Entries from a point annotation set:
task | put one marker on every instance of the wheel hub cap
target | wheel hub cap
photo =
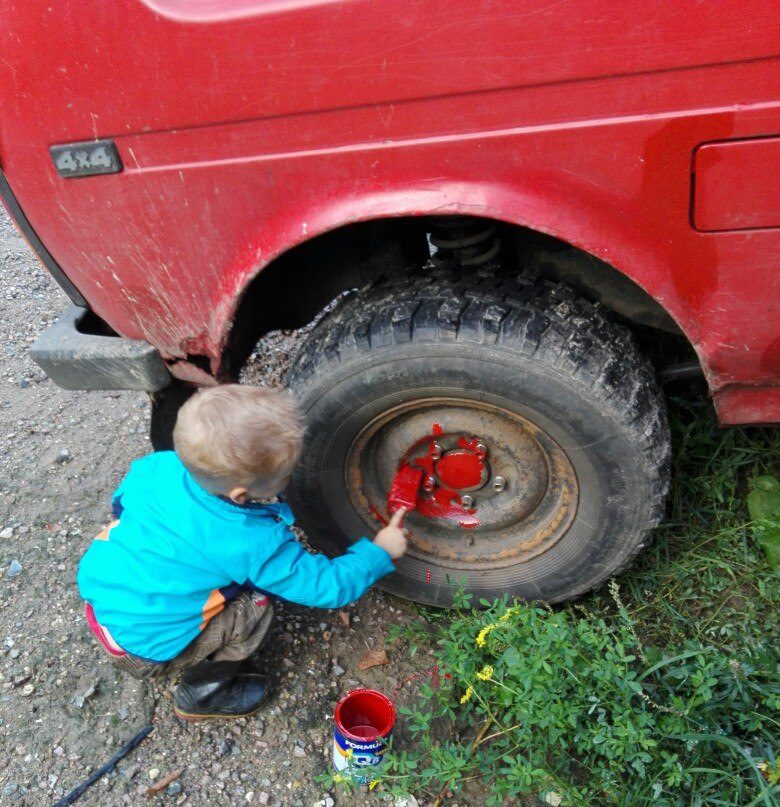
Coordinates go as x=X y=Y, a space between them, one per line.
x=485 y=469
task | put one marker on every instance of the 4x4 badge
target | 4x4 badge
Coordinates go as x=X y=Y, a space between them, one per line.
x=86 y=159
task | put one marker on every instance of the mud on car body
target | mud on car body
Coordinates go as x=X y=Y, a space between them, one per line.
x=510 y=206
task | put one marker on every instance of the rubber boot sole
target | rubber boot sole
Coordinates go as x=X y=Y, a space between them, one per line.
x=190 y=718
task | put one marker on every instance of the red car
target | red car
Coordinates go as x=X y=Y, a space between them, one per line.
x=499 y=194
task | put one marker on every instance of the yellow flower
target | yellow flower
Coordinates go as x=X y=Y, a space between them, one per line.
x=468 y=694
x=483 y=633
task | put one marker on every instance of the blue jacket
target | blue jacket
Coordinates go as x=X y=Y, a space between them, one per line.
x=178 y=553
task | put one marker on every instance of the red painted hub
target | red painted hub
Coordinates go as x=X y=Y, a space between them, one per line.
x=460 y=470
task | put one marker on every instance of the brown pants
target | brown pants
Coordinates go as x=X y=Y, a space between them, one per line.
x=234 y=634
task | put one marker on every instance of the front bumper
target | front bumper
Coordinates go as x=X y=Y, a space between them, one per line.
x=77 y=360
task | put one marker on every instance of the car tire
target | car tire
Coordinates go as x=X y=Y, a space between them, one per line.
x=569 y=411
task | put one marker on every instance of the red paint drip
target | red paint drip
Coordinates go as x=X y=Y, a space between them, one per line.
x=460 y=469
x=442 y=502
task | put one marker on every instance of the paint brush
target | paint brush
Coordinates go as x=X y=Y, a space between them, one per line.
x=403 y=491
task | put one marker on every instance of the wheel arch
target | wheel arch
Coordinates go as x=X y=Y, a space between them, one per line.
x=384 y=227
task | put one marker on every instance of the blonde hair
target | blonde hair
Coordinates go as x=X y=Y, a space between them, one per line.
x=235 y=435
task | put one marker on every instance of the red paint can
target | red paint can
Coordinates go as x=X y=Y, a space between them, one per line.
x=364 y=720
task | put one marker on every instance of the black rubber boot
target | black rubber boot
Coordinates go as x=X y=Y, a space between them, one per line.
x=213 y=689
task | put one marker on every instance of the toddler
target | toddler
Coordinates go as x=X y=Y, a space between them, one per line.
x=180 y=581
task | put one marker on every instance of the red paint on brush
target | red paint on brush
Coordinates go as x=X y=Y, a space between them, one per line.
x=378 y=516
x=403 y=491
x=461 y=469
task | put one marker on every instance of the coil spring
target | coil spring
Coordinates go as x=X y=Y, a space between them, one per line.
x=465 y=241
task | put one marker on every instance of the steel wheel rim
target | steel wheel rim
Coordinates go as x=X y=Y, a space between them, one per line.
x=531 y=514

* * *

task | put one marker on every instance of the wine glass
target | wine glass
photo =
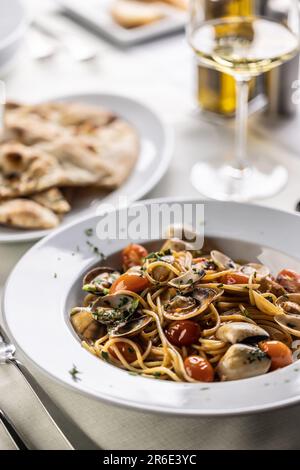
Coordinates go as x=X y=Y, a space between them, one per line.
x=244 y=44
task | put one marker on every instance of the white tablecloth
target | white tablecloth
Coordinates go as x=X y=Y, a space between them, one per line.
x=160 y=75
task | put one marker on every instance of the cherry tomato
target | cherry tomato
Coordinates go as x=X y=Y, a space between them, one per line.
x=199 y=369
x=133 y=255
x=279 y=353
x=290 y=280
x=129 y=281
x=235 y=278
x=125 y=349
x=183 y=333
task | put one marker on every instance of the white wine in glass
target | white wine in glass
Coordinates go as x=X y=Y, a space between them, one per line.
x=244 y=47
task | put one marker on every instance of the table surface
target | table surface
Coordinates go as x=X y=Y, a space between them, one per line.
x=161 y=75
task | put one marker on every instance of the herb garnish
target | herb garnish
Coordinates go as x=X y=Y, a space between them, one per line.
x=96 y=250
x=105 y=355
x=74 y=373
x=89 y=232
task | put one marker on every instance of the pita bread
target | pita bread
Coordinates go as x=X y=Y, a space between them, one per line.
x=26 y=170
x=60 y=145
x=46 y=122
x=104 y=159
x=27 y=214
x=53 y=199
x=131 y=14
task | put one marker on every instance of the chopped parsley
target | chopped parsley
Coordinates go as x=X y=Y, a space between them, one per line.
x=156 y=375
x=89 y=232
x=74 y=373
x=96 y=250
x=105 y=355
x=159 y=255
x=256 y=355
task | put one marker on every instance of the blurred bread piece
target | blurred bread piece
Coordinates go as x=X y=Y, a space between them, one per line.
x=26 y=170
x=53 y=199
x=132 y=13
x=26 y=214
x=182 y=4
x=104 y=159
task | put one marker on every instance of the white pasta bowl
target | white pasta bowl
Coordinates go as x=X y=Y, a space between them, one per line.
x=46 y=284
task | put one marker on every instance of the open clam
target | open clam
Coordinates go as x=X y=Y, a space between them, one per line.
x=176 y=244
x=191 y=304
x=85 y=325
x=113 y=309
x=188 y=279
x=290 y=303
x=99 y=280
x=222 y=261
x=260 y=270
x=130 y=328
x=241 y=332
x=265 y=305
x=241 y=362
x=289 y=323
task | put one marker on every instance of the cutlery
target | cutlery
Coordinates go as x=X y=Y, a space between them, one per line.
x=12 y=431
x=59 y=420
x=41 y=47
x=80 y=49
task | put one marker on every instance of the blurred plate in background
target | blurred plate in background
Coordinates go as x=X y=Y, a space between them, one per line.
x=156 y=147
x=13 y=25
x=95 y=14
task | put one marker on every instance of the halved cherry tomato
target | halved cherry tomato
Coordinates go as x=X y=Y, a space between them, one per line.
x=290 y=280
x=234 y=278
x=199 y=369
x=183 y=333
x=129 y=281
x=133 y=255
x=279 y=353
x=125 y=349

Challenge
Return every line of the items above that contains the string "piece".

Problem solution
task | put one marker on every instance of the blurred bread piece
target | blurred bread piece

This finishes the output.